[Photo-based referring expression data]

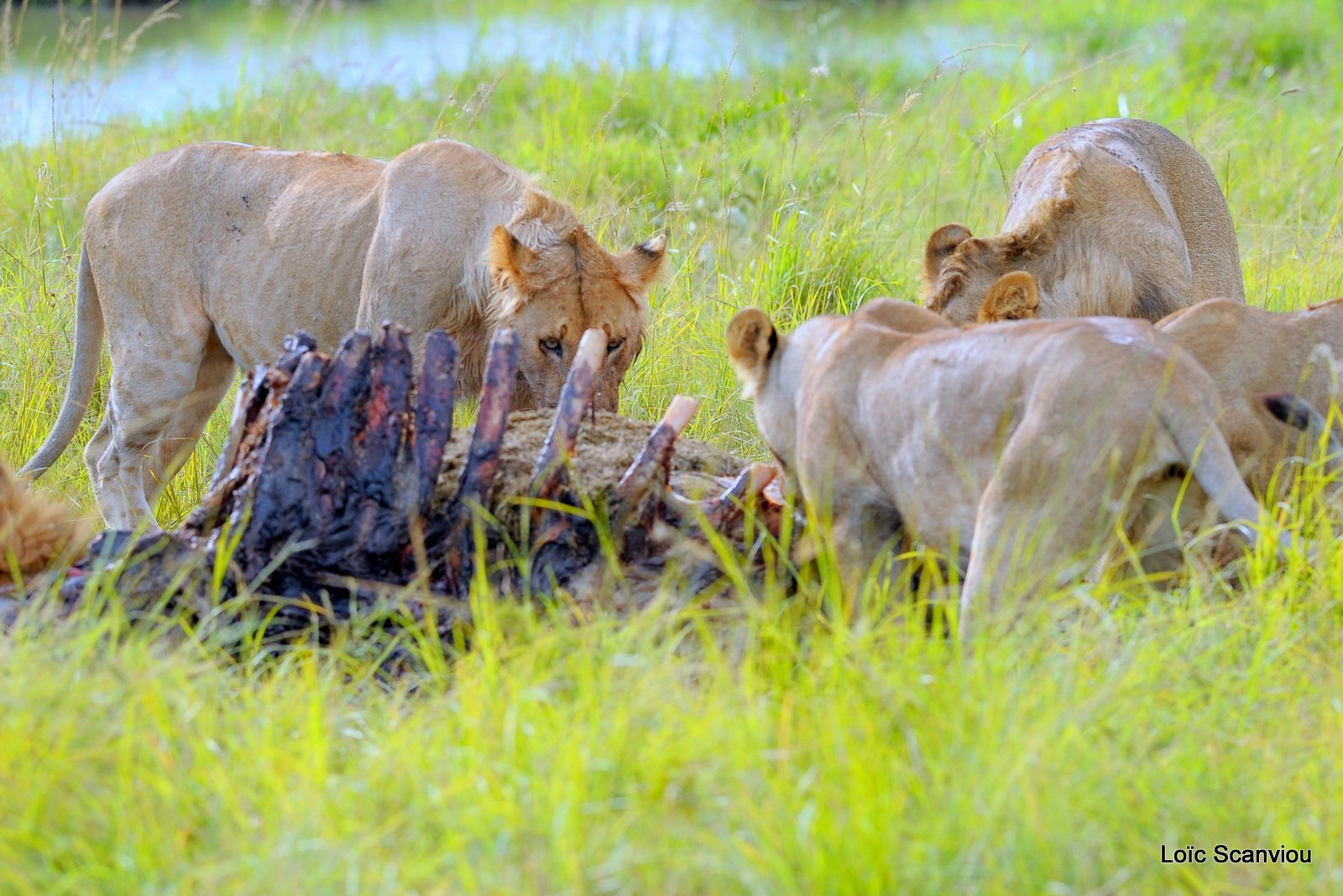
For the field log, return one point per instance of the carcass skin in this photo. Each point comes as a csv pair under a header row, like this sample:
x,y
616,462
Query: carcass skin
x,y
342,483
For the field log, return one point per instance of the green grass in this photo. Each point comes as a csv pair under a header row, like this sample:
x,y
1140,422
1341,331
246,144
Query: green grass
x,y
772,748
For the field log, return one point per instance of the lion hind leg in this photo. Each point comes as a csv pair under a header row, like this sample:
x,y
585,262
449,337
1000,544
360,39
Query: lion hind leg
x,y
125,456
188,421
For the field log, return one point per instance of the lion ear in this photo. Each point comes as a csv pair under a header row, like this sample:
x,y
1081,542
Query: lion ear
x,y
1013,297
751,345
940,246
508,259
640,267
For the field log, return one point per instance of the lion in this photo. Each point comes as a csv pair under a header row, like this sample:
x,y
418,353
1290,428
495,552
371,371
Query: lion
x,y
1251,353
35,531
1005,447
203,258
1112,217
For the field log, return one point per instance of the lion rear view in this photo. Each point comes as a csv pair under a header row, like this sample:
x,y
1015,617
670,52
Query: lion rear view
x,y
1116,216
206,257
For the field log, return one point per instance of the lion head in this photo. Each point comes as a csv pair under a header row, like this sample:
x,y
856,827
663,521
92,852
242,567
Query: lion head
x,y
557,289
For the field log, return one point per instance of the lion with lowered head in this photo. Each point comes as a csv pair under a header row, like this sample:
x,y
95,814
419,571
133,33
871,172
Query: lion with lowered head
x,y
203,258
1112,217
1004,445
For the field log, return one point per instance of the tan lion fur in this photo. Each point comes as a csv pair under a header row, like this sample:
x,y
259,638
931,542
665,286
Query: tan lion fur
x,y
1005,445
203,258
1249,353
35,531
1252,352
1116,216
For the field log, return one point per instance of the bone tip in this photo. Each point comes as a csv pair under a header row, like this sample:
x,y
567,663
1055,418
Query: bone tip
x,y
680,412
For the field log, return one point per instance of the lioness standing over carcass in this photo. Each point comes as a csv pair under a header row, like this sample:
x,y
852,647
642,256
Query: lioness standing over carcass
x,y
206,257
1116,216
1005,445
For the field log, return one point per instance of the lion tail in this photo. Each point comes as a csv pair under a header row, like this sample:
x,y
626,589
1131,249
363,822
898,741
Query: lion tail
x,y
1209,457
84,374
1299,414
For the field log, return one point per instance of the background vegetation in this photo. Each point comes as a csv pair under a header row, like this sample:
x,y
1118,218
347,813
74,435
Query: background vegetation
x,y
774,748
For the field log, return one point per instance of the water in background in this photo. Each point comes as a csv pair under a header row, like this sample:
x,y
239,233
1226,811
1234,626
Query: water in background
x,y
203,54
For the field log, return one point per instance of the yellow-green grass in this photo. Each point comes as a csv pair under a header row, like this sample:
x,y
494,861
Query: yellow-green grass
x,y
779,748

EXERCISE GOAL: Retype the data above in full, exactly as it stands, and skip any image.

ANSWER SPACE:
For the field log, return one point per instance of the carcass skin in this photo. Each point comes as a csv pair under a header row, like this sample:
x,y
616,462
Query: carcass skin
x,y
342,483
For the field log, return one point per instance of the green grass in this photo. Each point comes as a csv pair under a header row, like this sample:
x,y
1140,422
1341,331
246,144
Query: green grass
x,y
772,748
For the field log, return one point per instance of the lion hind leg in this photo. Each point comes as a csv pair under a header row, like this sample:
x,y
585,262
449,337
1000,544
360,39
Query: lion hind leg
x,y
125,456
188,421
For the field log, return one point per instance of the lion ear in this photo. Each point comes as a csv pair under a header row, like this sample:
x,y
1081,542
Query: lion ear
x,y
1013,297
751,345
940,246
508,259
640,267
For the field log, return one point per instance of the lion in this photo. Each point comes as a csv pair under a header row, like this sample:
x,y
418,353
1290,428
495,552
371,371
Query: lion
x,y
1251,353
35,531
1005,447
203,258
1112,217
For the field log, return one point per instance of the lion rear view in this photo. Each point comes as a csv pair under a header row, like this sample:
x,y
1015,617
670,52
Query: lion rear view
x,y
1116,216
206,257
For the field log, return one point per instance of the lion head in this photo. Each point comes as a csv pair under a header row, like this sample:
x,y
856,827
663,521
92,852
242,567
Query: lion head
x,y
557,289
For the field log, return one point per instance of the lion with lowered head in this photo. Each point comes as a csv pair under a header row, like this sample:
x,y
95,814
419,571
133,33
871,172
Query: lion with lowered head
x,y
203,258
1112,217
1004,445
For the field log, return one point per instance of the tan lion fur in this photo. Each point comes as a csv pair under a header row, like this sample:
x,y
259,638
931,542
665,286
Query: tan lion fur
x,y
1005,445
203,258
1249,353
35,531
1252,352
1116,216
For the field log, return one point per instance of the bone tip in this photo. Each point comes as a csv pair under a header row, like this sample:
x,y
567,663
1055,418
Query: bone tip
x,y
680,412
For the field log, return one point per instance of the lioness standing over carcass in this photo. Each point comes as a csv pair under a header row, like this sample:
x,y
852,647
642,256
Query: lioness standing over carcass
x,y
206,257
1116,216
1005,445
For the field log, return one point per instance of the lion tail in this photo. Each point comes as a csv pair under a header row, like this sample:
x,y
626,589
1131,249
363,822
898,741
Query: lion tail
x,y
1209,457
84,374
1299,414
For the field log, return one point per instance of the background vegetation in this photo. Each point comes as a csv pair under a header row, like this sample:
x,y
1118,218
347,813
74,435
Query: background vegetation
x,y
774,748
For the field log, return one point per instance of the water in background in this photo. Each point comes as a csv pair under a header row, like this sample:
x,y
239,233
1226,811
1234,626
Query: water in background
x,y
203,54
For the field log, return one point per instance of the yellow-green grass in this photo. Each point comes as a csv pair under a header row, like this sample:
x,y
494,861
Query: yellow-green grass
x,y
779,748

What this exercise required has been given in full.